TASK REQUIREMENTS :: Reproduce all of the material below with each occurrence of "endpoint" replaced by "service" and every other character left unchanged. Omit the pictures from your output.
## Begin
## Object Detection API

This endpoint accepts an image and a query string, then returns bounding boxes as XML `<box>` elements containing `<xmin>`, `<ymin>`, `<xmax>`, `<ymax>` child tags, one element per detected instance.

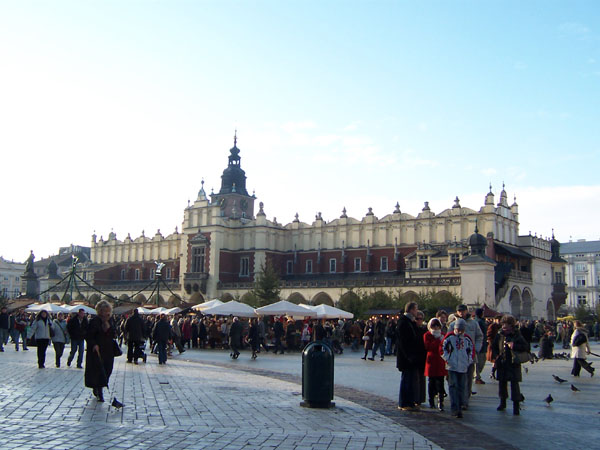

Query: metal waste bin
<box><xmin>300</xmin><ymin>341</ymin><xmax>335</xmax><ymax>408</ymax></box>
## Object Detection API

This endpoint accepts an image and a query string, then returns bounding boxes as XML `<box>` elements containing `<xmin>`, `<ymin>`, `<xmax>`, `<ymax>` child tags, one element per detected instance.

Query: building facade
<box><xmin>83</xmin><ymin>140</ymin><xmax>564</xmax><ymax>317</ymax></box>
<box><xmin>560</xmin><ymin>239</ymin><xmax>600</xmax><ymax>310</ymax></box>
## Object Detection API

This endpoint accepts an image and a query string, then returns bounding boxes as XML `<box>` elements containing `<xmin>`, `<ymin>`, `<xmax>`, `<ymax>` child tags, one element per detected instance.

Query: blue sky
<box><xmin>0</xmin><ymin>1</ymin><xmax>600</xmax><ymax>260</ymax></box>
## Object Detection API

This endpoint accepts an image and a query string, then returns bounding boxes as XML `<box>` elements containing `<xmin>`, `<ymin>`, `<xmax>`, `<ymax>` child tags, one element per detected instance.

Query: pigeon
<box><xmin>552</xmin><ymin>375</ymin><xmax>567</xmax><ymax>384</ymax></box>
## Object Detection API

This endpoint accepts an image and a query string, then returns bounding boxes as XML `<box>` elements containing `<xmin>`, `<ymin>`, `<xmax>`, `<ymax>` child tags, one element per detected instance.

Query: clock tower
<box><xmin>211</xmin><ymin>131</ymin><xmax>255</xmax><ymax>219</ymax></box>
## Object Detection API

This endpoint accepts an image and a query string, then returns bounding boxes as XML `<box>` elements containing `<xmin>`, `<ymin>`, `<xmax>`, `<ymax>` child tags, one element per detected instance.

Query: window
## End
RESULT OF THIS TASK ::
## Object Detection API

This service accepts an image and a query string, then returns bounding boxes as XML `<box>` elements containing `<xmin>`, `<ymin>`, `<xmax>`, `<ymax>` child tags, one element per detected instance.


Query: metal waste bin
<box><xmin>300</xmin><ymin>341</ymin><xmax>335</xmax><ymax>408</ymax></box>
## Object Detection API

This service accepts an image and a query string, then returns bounding boxes as XML `<box>` elements containing `<xmin>`, `<ymin>`, `<xmax>`, `<ymax>` child tags, one element per detected instance.

Query: building facade
<box><xmin>83</xmin><ymin>140</ymin><xmax>564</xmax><ymax>317</ymax></box>
<box><xmin>560</xmin><ymin>239</ymin><xmax>600</xmax><ymax>310</ymax></box>
## Object Detection API

This service accepts an image and a query string, then returns bounding boxes as XML `<box>` elements containing `<xmin>`, `<ymin>`, `<xmax>`, `<ymax>` child tags, one element per detected instance.

Query: blue sky
<box><xmin>0</xmin><ymin>1</ymin><xmax>600</xmax><ymax>260</ymax></box>
## Object Detection API

This service accepts an image and a query string, then returns bounding boxes as XML `<box>` elements containing `<xmin>`, `<ymin>`, `<xmax>`, `<ymax>` child tags, one element per detected instance.

Query: pigeon
<box><xmin>552</xmin><ymin>375</ymin><xmax>567</xmax><ymax>384</ymax></box>
## Object Detection API

This service accepts an image and a query string, then returns bounding boxes as XML `<box>` elements containing `<xmin>`, `<ymin>`, `<xmax>`, `<ymax>` child tags, one element per detected instance.

Query: clock tower
<box><xmin>211</xmin><ymin>131</ymin><xmax>255</xmax><ymax>219</ymax></box>
## Object Detection API

This service accepts an image and a query string, then returns bounding boxes as XML `<box>` elements containing `<xmin>`, `<ymin>`, `<xmax>`, `<ymax>` child tags, one element per detected instance.

Query: window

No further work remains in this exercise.